Object point labels:
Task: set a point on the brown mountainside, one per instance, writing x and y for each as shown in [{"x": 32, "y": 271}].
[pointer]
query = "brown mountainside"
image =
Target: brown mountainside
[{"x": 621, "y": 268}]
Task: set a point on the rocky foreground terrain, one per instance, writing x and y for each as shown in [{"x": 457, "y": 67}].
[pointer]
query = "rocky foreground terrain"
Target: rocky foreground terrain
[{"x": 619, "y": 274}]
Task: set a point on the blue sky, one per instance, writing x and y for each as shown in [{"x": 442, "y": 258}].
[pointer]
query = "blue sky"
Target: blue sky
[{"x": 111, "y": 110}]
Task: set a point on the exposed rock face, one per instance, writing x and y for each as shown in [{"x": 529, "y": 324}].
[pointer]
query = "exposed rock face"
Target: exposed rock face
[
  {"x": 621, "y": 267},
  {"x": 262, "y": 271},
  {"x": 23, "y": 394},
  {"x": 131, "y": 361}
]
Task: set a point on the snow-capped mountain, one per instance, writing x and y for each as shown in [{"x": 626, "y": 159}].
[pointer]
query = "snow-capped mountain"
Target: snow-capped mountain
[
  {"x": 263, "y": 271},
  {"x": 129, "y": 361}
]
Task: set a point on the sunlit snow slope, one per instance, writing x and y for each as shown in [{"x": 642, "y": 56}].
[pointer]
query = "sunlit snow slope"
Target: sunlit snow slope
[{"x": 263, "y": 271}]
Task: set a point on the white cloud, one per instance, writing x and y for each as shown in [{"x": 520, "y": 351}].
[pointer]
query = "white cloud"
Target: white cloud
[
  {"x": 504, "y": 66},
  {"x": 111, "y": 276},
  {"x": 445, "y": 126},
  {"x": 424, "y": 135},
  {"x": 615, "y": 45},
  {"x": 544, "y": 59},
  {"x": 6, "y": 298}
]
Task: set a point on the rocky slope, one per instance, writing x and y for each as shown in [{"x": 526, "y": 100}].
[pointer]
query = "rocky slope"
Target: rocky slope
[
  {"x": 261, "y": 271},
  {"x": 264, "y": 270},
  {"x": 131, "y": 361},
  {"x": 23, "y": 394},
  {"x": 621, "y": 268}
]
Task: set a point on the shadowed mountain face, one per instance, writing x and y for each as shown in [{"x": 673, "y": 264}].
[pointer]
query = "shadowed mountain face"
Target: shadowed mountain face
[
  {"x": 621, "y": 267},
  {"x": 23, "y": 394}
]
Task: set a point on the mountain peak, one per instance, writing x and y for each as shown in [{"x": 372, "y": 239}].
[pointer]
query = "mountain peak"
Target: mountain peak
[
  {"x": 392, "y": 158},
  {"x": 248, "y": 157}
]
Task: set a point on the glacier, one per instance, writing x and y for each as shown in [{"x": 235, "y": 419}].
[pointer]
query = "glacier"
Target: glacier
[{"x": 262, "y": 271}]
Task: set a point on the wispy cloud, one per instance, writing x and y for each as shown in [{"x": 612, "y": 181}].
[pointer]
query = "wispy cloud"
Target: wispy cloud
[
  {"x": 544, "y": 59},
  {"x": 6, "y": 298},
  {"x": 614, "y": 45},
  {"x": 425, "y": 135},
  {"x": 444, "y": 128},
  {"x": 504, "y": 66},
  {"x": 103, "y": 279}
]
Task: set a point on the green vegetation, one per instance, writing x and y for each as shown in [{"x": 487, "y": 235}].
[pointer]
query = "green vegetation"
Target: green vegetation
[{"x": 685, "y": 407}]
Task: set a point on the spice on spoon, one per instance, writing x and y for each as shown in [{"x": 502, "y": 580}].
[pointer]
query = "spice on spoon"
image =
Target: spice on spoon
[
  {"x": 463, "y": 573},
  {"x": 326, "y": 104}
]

--

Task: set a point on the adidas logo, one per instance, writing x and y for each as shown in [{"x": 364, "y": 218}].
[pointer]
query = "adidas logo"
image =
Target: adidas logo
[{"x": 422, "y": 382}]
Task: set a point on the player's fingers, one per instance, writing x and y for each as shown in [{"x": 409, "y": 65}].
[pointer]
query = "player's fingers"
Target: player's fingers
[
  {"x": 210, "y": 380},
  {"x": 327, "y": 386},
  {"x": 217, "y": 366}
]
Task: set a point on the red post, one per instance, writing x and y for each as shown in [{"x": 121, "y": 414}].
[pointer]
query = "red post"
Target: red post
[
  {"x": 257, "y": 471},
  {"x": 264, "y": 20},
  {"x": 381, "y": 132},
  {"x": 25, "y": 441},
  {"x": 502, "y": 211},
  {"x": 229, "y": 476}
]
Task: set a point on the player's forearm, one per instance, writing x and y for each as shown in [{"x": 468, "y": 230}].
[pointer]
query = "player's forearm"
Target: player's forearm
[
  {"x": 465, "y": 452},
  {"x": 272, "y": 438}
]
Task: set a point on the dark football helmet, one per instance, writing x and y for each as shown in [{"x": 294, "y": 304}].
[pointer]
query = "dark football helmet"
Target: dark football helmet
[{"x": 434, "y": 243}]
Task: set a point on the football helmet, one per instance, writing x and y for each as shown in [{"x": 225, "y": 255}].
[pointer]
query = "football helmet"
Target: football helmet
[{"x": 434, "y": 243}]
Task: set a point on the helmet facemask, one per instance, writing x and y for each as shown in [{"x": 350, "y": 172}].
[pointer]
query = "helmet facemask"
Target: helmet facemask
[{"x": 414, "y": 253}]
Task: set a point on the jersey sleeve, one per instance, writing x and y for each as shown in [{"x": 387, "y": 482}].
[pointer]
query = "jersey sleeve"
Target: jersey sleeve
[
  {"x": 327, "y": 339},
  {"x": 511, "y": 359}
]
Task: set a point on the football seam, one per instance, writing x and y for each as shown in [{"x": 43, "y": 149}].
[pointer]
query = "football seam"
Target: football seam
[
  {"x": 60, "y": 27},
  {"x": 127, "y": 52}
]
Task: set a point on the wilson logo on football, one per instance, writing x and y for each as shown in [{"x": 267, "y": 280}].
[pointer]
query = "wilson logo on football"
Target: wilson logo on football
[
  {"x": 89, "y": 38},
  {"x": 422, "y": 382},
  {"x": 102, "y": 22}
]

● **What to produce**
Find every line in the records above that contains the string "rocky", and copy each of those lines.

● **In response**
Task: set a point on the rocky foreground terrain, one per instance, writing x and y for each as shown in [{"x": 457, "y": 67}].
query = "rocky foreground terrain"
Target: rocky foreground terrain
Task: set a point on the rocky slope, one per instance, writing x and y for each as shown in [{"x": 526, "y": 100}].
query = "rocky slope"
Target: rocky slope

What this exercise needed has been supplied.